**Perintah Tugas 1**
Menurut teks tentang rezeki halal dan haram, apa dua hal yang perlu diperhatikan untuk membedakan keduanya?
**Perintah Tugas 2**
Salin kata demi kata dari teks tentang rezeki halal dan haram semua bagian mulai dari "Betapa Islam mengajarkan" sampai "Allah di dalamnya.".
**Perintah Tugas 3**
Ringkas paragraf teks tentang rezeki halal dan haram yang diawali "Rezeki halal paling tidak" menjadi daftar poin yang tetap memuat fakta utamanya.

"Dan orang-orang yang mendustakan ayat-ayat Kami, nanti Kami akan menarik mereka dengan berangsur-angsur (ke arah kebinasaan), dengan cara yang tidak mereka ketahui". (Q.S. Al-A'raaf : 182)
Menjadi kewajiban bagi orang beriman untuk mencari karunia Allah `azza wa jalla di muka bumi sebagai kebutuhan hidupnya. Orang yang beriman tidak boleh malas, apalagi sampai menggantungkan hidupnya kepada orang lain. Berkenaan dengan ini al-Qur'an menekannkan agar kaum muslimin bertebaran di muka bumi ketika usai melaksanakan shalat. "Apabila telah ditunaikan shalat, Maka bertebaranlah kamu di muka bumi; dan carilah karunia Allah dan ingatlah Allah sebanyak-banyak supaya kamu beruntung." (Q.S. Jumu'ah : 10)
Betapa Islam mengajarkan kepada pemeluknya untuk berusaha, entah bekerja atau berdagang dalam rangka mendapatkan karunia itu. Hanya saja yang perlu digaris-bawahi adalah, tidak hanya mendapatkan rezeki sebagai karunia itu secara serampangan dan sembarangan. Asal dapat dan yang penting banyak. Dari mana dan bagaimana itu soal belakangan. Ini sama sekali tidak boleh. Karena dalam ajaran Islam ada aturannya agar karunia itu dapat mendatangkan keberkahan.
Berkaitan dengan ini, maka dapatlah dikatakan bahwa rezeki itu terbagi menjadi dua. Ada rezeki yang halal dan ada rezeki yang haram. Sepintas sulit dibedakan karena seakan-akan sama. Akan tetapi kalaulah mau dipahami, maka keduanya memiliki perbedaan yang sangat prinsipil. Untuk menbedakannya, paling tidak ada dua hal yang perlu di perhatikan. Yang pertama adalah cara mendapatkannya, dan yang kedua adalah adakah keridhaan Allah di dalamnya.
Rezeki halal paling tidak, ada dua unsur di dalamnya, Pertama, cara mendapatkannya dilakukan dengan cara-cara yang benar. Pada unsur yang pertama ini tidak menutup kemungkinan orang berbeda persepsi. Misalkan saja ada penyanyi dangdut, dengan pakaian seronok bernyanyi dan berlenggang lenggok di panggung pertunjukkan. Mereka mengakui telah melakukan perbuatan yang benar karena dengan caranya itu menggembirakan banyak orang. Kalau dikatakan kepada mereka itu perbuatan yang tidak benar, niscaya mereka akan memprotes dari mana sisi tidak benarnya. Kok orang menghibur membuat hati orang banyak senang malah dikatakan salah. Oleh karena itu, maka sesuatu dikatakan rezeki halal juga harus terpenuhi unsur kedua yaitu mendapatkan ridha dari Allah `azza wa jalla.

**Data Tersedia**
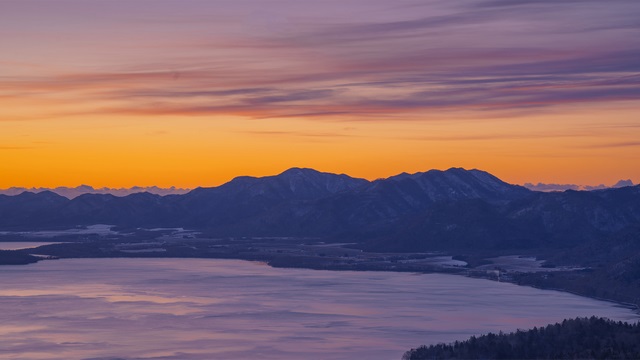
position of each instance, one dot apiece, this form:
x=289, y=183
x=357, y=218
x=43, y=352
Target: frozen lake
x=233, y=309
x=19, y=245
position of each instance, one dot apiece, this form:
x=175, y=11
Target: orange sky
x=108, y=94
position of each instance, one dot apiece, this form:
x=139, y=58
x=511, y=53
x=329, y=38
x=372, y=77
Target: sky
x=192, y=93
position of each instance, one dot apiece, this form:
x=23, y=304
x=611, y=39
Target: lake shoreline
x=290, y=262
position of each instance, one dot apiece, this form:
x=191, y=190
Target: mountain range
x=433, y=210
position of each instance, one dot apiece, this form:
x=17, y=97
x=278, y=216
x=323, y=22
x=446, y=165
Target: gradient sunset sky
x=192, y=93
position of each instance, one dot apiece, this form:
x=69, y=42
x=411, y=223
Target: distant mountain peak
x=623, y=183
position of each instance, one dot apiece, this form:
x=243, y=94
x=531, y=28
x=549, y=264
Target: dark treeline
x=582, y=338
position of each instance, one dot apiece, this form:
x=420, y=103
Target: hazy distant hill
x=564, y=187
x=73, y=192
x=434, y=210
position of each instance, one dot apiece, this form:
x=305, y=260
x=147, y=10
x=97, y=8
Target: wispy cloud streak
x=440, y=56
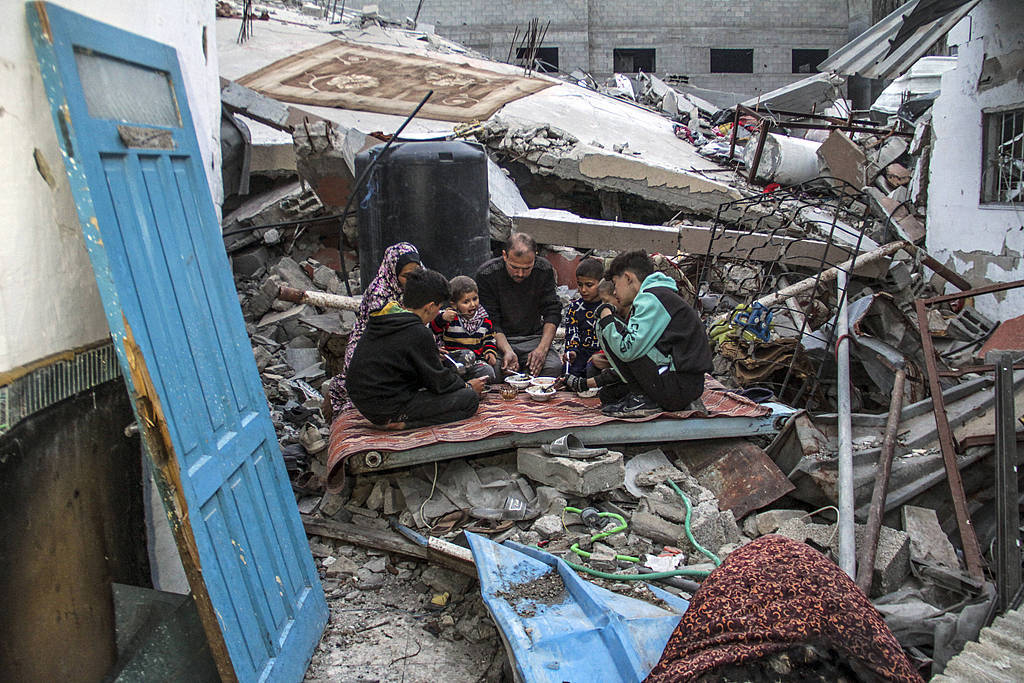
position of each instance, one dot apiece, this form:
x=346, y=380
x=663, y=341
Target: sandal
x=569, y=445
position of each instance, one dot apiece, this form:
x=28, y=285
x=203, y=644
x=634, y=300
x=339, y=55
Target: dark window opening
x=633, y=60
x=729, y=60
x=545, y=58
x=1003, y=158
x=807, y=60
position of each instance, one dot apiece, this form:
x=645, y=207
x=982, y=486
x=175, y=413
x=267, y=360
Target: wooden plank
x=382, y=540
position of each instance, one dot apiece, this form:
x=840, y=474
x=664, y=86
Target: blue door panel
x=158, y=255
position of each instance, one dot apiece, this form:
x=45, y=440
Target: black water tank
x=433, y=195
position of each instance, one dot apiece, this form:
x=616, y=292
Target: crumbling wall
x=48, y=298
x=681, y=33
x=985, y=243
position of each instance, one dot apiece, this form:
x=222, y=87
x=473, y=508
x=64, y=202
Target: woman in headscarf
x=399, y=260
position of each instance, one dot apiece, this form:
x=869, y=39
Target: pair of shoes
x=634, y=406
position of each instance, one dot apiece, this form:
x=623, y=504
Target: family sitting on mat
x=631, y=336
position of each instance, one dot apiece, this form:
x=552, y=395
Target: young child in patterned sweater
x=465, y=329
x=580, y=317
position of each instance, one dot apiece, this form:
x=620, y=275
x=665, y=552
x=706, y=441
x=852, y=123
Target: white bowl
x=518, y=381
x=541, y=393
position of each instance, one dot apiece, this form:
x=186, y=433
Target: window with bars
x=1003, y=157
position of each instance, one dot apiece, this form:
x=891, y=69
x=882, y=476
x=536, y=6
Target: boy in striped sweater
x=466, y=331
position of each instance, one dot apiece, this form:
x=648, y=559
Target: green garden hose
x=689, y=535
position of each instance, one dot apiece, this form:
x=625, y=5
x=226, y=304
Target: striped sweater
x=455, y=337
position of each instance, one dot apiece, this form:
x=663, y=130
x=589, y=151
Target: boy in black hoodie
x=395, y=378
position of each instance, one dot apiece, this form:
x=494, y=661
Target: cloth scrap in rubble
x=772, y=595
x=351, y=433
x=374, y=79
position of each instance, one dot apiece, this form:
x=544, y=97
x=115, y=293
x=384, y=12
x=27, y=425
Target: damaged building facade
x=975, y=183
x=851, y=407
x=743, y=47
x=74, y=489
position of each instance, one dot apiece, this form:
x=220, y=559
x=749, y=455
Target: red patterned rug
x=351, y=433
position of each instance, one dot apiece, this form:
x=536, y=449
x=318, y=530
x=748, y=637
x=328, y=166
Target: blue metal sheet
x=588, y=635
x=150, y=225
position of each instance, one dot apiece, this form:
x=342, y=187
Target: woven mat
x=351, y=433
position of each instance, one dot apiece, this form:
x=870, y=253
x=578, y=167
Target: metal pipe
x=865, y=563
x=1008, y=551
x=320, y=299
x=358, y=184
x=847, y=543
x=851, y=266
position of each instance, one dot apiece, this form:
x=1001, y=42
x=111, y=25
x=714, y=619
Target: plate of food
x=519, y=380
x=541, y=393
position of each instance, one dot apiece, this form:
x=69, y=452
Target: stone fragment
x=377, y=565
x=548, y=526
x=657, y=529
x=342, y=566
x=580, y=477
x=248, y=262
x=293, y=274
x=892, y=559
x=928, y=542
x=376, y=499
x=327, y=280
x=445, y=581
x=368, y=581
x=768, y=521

...

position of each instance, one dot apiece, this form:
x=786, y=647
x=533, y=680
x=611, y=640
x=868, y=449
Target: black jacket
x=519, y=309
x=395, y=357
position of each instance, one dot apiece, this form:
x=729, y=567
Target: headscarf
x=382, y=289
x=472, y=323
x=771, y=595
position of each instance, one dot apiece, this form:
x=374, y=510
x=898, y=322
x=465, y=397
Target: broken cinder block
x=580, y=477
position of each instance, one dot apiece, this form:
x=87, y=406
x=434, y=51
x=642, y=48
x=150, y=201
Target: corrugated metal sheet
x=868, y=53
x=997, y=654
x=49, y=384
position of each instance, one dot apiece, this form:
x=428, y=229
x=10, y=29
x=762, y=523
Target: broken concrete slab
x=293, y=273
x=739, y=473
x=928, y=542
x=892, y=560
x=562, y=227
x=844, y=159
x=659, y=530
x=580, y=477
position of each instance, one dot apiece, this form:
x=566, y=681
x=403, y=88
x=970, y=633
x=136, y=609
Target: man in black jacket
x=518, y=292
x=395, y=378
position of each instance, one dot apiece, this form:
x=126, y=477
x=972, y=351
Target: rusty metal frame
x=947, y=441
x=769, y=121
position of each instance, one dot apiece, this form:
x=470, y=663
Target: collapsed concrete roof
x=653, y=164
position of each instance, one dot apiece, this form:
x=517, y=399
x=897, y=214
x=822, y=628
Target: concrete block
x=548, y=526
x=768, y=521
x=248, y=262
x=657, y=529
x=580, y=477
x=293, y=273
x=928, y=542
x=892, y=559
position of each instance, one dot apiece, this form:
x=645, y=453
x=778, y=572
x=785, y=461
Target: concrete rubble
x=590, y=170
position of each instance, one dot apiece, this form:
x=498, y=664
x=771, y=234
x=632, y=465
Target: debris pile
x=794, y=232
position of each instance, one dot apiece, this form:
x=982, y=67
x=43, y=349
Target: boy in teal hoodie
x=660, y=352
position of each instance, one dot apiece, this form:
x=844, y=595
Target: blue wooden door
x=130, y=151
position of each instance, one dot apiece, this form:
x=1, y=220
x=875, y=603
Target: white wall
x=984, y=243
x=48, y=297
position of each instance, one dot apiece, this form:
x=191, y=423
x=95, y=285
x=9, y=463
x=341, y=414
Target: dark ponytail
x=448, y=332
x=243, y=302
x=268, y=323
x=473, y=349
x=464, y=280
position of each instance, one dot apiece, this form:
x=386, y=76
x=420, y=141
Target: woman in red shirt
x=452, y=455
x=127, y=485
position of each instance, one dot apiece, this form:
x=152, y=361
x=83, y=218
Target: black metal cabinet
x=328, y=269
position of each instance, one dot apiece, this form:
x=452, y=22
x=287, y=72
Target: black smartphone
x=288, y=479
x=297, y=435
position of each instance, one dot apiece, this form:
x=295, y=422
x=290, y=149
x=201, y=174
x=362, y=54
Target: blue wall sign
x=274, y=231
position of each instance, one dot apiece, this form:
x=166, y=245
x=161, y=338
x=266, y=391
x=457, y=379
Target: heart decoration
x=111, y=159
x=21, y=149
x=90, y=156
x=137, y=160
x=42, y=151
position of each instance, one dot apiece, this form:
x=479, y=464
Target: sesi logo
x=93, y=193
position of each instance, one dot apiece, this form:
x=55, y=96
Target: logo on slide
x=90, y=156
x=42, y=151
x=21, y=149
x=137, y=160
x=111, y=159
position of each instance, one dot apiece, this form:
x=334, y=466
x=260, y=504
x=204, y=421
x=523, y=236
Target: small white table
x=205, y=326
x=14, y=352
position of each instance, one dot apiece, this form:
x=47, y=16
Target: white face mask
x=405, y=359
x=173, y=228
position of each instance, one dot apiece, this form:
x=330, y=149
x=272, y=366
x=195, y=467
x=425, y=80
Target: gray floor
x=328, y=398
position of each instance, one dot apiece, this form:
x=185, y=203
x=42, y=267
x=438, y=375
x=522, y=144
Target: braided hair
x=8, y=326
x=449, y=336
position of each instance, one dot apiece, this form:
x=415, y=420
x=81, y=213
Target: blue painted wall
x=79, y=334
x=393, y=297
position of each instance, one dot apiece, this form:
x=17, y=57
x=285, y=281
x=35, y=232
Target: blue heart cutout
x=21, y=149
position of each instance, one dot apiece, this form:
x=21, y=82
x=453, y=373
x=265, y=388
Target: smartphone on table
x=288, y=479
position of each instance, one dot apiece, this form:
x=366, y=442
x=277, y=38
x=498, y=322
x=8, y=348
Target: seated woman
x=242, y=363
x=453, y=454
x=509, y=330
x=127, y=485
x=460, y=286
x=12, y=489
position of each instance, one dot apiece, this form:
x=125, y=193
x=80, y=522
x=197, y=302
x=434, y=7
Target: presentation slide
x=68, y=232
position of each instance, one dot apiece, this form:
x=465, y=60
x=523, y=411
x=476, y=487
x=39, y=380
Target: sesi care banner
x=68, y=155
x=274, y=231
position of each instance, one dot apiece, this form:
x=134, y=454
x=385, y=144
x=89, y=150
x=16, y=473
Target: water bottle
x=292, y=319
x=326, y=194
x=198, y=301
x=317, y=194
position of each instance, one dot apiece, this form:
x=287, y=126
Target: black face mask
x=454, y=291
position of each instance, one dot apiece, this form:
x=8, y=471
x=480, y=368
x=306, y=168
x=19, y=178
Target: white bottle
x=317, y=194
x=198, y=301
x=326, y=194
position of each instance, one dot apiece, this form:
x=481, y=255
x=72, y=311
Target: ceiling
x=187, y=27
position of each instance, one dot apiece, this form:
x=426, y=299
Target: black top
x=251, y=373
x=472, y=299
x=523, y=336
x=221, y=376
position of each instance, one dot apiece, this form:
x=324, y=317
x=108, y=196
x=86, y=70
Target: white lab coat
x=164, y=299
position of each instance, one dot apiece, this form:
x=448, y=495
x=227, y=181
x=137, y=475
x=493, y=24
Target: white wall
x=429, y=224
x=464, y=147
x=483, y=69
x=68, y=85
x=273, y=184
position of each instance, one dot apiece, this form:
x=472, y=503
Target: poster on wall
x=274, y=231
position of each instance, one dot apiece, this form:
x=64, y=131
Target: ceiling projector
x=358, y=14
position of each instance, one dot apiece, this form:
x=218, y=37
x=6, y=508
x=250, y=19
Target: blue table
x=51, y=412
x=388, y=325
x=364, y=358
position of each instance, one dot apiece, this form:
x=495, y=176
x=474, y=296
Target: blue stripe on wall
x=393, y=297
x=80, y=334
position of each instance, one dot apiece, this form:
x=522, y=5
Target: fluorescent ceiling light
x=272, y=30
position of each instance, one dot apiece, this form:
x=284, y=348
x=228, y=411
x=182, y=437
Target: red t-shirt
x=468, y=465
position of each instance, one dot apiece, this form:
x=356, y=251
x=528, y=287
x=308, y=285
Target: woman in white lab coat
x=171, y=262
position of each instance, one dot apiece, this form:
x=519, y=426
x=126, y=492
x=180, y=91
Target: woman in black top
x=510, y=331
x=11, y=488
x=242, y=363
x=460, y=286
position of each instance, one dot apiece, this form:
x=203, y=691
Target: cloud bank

==

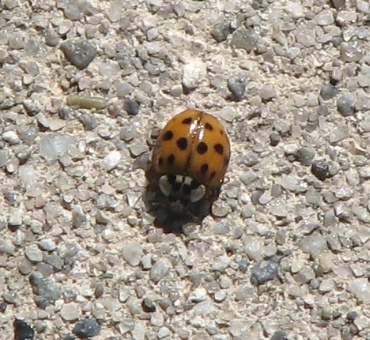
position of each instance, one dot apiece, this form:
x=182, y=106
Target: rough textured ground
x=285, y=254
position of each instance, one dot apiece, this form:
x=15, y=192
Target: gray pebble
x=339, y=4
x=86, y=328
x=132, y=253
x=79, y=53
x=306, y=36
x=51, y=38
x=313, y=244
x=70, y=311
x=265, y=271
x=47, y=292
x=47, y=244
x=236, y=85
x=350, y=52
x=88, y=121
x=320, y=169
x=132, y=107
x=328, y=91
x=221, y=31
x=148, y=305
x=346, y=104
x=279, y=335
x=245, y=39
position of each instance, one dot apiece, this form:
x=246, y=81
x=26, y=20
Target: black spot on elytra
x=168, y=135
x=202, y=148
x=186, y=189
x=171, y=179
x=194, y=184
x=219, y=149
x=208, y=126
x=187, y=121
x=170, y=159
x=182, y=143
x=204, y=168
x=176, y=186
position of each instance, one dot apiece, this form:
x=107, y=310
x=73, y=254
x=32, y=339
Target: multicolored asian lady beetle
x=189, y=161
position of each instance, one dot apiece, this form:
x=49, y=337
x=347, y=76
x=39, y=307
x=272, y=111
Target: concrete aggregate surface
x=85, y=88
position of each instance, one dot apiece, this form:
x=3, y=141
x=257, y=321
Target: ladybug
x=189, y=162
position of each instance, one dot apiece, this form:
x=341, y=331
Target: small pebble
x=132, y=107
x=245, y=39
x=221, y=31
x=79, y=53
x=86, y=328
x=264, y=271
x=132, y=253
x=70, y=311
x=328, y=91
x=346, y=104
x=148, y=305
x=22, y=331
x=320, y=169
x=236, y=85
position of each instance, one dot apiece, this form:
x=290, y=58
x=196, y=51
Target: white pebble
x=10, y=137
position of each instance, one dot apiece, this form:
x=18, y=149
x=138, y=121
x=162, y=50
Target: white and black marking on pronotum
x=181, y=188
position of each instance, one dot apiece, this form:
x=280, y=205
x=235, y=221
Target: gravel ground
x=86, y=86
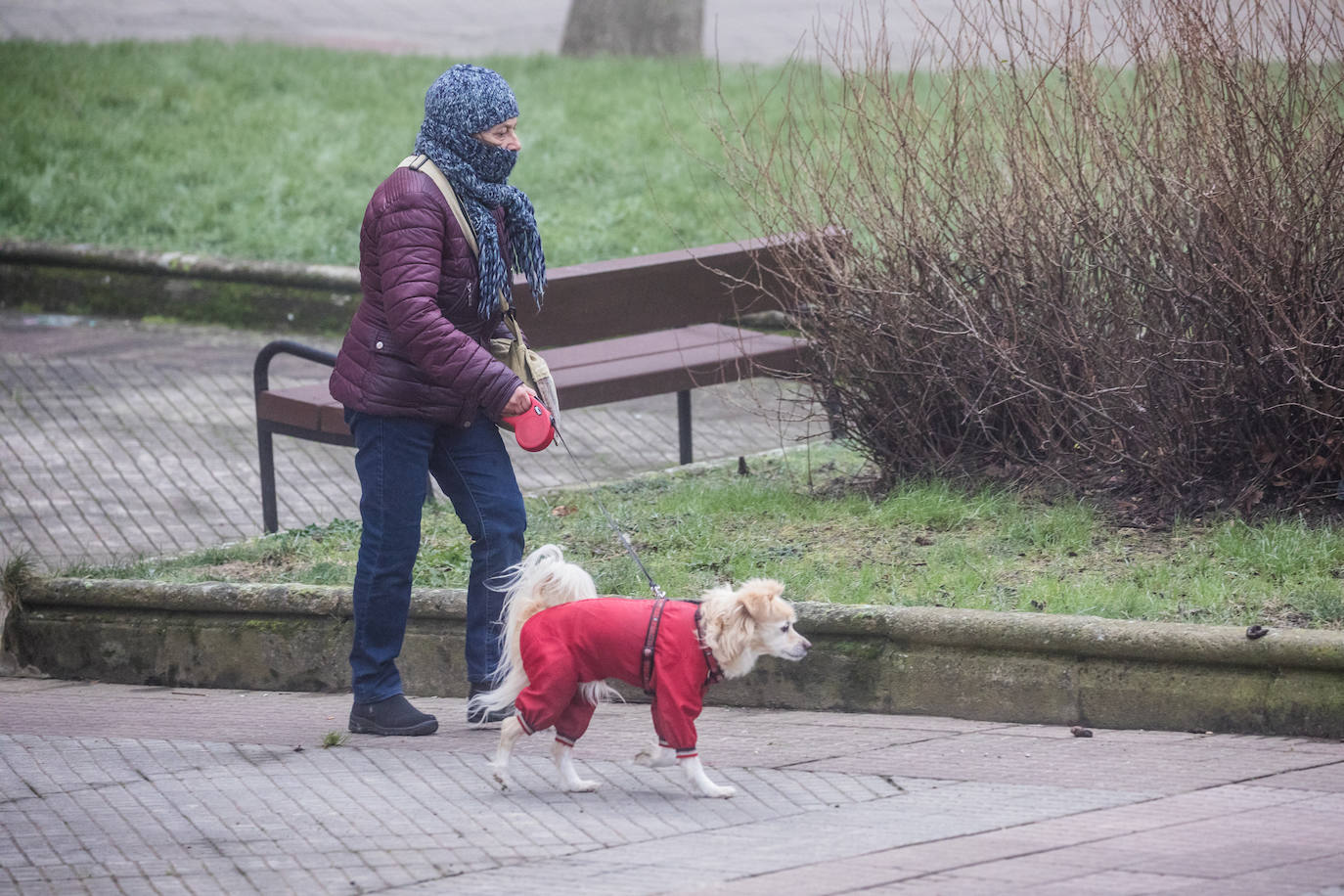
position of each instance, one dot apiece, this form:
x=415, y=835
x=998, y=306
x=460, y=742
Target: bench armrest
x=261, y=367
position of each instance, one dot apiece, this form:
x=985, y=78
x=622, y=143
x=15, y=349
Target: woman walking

**Jawaban Lengkap 1**
Cara mendapatkannya dan ada atau tidaknya keridhaan Allah di dalamnya.

**Jawaban Lengkap 2**
Betapa Islam mengajarkan kepada pemeluknya untuk berusaha, entah bekerja atau berdagang dalam rangka mendapatkan karunia itu. Hanya saja yang perlu digaris-bawahi adalah, tidak hanya mendapatkan rezeki sebagai karunia itu secara serampangan dan sembarangan. Asal dapat dan yang penting banyak. Dari mana dan bagaimana itu soal belakangan. Ini sama sekali tidak boleh. Karena dalam ajaran Islam ada aturannya agar karunia itu dapat mendatangkan keberkahan.
Berkaitan dengan ini, maka dapatlah dikatakan bahwa rezeki itu terbagi menjadi dua. Ada rezeki yang halal dan ada rezeki yang haram. Sepintas sulit dibedakan karena seakan-akan sama. Akan tetapi kalaulah mau dipahami, maka keduanya memiliki perbedaan yang sangat prinsipil. Untuk menbedakannya, paling tidak ada dua hal yang perlu di perhatikan. Yang pertama adalah cara mendapatkannya, dan yang kedua adalah adakah keridhaan Allah di dalamnya.

**Jawaban Lengkap 3**
- Rezeki halal memiliki paling tidak dua unsur.
- Unsur pertama adalah rezeki itu diperoleh dengan cara yang benar, tetapi orang bisa berbeda persepsi tentang hal ini.
- Contohnya, penyanyi dangdut berpakaian seronok yang berlenggak-lenggok di panggung menganggap perbuatannya benar karena menggembirakan banyak orang, dan akan memprotes bila dikatakan salah.
- Karena itu, rezeki halal juga harus memenuhi unsur kedua, yaitu mendapatkan ridha Allah `azza wa jalla.